Goal of the exercise: Show each line of the listing in which the word "scaffolding" occurs.

Records supplied:
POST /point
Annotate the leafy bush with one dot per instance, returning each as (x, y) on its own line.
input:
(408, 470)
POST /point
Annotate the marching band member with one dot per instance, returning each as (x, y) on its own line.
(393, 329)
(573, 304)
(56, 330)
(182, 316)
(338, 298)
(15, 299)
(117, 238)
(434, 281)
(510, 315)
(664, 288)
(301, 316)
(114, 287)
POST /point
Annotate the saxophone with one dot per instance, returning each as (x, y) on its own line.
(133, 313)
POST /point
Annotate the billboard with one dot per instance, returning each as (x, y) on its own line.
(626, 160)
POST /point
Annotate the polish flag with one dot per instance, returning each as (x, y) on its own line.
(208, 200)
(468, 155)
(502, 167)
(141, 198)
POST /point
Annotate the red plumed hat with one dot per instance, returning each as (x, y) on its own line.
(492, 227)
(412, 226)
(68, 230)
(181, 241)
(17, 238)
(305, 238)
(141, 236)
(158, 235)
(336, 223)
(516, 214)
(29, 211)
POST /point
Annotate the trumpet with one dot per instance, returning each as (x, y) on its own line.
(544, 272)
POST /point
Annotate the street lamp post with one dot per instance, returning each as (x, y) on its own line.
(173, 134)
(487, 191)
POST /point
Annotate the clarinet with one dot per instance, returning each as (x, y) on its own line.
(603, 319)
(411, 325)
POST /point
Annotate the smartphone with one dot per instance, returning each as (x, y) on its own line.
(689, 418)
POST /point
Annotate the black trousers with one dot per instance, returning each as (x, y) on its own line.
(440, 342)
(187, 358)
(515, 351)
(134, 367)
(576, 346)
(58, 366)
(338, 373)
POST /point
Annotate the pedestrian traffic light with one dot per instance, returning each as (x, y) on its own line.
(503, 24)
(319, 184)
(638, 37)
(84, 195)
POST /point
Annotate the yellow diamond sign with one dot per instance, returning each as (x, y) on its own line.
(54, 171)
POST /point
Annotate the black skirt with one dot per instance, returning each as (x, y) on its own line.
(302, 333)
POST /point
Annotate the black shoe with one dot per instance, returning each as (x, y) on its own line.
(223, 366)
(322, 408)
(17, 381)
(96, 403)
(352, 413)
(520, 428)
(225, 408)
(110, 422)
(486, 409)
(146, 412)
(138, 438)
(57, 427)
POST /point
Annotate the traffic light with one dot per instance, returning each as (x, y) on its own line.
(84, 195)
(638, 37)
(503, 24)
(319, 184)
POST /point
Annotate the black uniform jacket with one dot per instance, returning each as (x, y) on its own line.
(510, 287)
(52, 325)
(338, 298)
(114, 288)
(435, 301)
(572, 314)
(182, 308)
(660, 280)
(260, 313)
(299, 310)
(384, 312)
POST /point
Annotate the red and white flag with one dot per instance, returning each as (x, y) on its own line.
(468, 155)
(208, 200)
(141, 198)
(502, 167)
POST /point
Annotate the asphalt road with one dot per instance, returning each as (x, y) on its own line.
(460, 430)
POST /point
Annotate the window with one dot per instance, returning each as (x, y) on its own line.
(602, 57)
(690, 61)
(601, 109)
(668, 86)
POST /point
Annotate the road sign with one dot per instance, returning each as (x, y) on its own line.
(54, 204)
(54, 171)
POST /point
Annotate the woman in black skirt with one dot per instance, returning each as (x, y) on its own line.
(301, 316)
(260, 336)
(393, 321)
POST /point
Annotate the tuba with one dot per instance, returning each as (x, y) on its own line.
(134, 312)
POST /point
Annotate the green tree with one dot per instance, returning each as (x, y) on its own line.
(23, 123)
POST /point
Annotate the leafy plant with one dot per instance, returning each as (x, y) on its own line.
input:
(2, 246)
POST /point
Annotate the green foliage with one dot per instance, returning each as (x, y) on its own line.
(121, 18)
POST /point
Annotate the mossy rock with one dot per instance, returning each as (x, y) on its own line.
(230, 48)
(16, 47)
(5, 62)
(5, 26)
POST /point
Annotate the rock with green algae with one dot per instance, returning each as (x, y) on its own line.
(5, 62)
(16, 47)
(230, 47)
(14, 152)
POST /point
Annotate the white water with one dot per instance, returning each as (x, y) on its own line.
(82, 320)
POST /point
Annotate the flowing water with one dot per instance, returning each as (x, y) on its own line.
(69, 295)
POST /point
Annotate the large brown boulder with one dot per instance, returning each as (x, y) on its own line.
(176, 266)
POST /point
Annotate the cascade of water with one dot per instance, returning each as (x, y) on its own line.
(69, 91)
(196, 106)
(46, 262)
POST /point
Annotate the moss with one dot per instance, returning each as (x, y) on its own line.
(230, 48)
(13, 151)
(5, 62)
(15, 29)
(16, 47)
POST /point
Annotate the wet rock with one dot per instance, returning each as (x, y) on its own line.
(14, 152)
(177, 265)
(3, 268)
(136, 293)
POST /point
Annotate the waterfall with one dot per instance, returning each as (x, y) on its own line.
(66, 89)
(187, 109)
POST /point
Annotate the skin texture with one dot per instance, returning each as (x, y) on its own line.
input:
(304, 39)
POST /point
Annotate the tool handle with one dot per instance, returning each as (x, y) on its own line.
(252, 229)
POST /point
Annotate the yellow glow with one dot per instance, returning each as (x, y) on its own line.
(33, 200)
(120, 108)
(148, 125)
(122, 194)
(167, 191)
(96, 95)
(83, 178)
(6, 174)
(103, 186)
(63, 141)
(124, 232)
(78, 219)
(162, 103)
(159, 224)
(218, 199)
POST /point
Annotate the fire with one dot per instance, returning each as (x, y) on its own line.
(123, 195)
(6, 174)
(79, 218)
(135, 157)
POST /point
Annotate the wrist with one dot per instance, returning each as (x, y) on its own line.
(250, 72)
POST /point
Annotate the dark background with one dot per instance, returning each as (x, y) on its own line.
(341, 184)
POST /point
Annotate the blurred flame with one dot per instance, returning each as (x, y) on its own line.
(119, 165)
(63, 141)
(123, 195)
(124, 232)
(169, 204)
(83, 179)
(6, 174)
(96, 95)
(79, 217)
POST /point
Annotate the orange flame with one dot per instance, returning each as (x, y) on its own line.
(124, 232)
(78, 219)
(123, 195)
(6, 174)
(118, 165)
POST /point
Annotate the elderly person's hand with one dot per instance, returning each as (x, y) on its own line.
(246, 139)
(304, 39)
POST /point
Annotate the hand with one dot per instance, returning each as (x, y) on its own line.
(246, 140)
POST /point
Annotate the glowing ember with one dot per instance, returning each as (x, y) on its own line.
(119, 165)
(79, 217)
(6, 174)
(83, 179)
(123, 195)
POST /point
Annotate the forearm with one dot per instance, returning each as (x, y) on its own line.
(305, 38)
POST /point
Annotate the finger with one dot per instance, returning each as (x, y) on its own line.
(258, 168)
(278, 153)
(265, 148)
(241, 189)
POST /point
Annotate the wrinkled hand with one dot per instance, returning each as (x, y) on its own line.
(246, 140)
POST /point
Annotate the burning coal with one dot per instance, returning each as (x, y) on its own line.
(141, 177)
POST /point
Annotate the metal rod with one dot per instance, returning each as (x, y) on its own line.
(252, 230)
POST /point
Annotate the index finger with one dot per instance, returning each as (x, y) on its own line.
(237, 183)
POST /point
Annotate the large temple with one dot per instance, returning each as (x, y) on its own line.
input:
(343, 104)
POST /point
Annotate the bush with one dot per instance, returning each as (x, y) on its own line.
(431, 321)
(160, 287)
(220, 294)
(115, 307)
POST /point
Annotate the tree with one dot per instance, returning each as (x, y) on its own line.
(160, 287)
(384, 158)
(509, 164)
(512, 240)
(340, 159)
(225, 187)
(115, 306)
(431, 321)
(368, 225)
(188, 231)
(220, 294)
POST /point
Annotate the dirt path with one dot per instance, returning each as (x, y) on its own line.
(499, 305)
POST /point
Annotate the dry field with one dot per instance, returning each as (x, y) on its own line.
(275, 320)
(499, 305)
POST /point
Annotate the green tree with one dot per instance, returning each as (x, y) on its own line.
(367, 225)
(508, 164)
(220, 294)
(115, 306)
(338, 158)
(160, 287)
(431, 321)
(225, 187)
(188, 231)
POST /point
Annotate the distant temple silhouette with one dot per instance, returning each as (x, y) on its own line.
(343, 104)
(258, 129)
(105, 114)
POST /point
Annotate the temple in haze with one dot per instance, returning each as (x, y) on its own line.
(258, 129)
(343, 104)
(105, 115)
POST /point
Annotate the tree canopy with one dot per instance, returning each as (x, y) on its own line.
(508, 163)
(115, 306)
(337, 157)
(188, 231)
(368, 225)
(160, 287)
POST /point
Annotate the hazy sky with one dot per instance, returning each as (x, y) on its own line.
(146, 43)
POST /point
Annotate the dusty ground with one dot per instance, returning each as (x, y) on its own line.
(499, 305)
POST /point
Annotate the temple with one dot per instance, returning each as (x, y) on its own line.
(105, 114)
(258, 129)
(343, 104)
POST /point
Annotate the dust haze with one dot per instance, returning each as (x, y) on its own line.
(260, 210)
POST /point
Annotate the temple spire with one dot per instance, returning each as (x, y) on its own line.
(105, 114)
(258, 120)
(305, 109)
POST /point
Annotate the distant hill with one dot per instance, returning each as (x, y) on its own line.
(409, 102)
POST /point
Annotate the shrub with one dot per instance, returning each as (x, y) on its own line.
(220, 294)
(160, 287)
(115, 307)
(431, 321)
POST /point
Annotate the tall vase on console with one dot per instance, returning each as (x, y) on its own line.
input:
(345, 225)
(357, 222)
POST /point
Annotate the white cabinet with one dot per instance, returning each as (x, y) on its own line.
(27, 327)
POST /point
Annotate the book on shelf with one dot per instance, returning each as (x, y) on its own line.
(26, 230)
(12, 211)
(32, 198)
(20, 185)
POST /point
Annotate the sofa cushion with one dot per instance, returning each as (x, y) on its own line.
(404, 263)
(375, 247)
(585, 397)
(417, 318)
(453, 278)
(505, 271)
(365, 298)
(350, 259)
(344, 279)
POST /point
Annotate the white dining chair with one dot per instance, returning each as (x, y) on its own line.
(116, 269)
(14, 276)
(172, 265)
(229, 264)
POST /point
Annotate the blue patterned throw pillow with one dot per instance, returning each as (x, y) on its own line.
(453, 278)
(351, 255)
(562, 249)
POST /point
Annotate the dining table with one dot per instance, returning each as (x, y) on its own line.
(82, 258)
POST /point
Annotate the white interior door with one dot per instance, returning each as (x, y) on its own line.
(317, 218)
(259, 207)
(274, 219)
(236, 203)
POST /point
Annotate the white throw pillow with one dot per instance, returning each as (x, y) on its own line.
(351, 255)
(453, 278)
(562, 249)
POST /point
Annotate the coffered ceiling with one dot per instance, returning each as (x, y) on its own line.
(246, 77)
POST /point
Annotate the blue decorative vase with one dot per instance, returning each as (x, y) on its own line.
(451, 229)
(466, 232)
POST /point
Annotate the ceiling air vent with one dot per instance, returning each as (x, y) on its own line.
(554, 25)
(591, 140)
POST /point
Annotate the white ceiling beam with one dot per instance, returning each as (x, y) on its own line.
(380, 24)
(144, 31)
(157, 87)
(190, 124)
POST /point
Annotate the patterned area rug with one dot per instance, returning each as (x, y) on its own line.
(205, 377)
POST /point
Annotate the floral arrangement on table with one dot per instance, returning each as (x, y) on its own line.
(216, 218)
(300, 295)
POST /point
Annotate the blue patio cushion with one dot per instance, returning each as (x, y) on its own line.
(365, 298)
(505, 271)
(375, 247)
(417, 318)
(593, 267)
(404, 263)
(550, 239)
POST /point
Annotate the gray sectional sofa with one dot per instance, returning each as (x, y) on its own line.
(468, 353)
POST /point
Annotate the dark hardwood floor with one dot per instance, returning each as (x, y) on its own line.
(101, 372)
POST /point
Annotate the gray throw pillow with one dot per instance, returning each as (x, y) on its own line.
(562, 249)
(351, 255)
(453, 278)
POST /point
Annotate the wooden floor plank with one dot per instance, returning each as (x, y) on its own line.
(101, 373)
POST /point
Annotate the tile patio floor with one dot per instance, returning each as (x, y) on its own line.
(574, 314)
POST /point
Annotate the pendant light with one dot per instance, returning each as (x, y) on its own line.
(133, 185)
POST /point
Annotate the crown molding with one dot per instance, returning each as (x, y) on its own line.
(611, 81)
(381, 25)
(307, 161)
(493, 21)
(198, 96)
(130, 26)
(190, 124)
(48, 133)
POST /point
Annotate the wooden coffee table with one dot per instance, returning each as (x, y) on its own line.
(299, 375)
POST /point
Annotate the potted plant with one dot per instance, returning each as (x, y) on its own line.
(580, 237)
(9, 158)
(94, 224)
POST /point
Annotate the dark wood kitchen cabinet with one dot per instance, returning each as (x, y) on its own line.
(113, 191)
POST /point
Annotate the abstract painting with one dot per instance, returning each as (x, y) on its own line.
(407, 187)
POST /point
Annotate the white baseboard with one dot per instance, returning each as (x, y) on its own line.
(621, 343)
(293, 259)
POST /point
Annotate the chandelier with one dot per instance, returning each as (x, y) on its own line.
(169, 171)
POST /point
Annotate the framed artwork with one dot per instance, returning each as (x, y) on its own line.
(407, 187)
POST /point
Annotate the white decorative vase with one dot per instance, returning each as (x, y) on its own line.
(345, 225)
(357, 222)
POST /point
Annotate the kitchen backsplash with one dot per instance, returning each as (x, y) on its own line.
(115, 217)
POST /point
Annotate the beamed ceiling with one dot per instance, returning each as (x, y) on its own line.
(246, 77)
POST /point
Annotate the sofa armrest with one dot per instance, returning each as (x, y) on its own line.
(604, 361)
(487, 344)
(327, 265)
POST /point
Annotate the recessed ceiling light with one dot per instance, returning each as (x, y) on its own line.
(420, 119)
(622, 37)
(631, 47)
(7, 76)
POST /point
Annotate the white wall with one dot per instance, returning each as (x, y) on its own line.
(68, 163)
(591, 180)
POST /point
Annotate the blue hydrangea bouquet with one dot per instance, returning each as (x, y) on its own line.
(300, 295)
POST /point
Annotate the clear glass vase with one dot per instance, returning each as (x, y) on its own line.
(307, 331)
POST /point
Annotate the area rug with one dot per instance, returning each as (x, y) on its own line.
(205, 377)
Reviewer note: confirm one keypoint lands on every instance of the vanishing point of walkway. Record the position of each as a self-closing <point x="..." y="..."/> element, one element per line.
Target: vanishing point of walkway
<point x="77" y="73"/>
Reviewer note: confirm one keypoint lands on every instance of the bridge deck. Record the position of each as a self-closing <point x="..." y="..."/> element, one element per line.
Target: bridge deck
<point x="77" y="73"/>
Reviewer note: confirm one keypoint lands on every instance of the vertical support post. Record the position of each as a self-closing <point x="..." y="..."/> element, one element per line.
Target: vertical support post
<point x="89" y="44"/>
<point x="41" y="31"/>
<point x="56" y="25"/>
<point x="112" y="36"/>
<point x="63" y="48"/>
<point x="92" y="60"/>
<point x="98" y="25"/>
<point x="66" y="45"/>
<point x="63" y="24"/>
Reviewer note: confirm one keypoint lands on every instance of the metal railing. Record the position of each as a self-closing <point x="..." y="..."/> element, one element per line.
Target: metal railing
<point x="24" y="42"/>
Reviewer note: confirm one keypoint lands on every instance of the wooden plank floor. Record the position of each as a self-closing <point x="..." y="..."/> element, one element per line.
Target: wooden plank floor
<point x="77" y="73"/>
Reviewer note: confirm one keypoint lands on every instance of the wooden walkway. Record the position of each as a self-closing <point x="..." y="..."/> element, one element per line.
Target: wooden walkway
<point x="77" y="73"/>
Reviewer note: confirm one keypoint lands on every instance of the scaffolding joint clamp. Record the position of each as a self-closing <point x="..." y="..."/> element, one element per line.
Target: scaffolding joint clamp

Result of the exercise:
Reviewer note: confirm one keypoint lands on every instance of the scaffolding joint clamp. Record the position of each as a self-closing <point x="..." y="..."/> element, one element per line.
Target: scaffolding joint clamp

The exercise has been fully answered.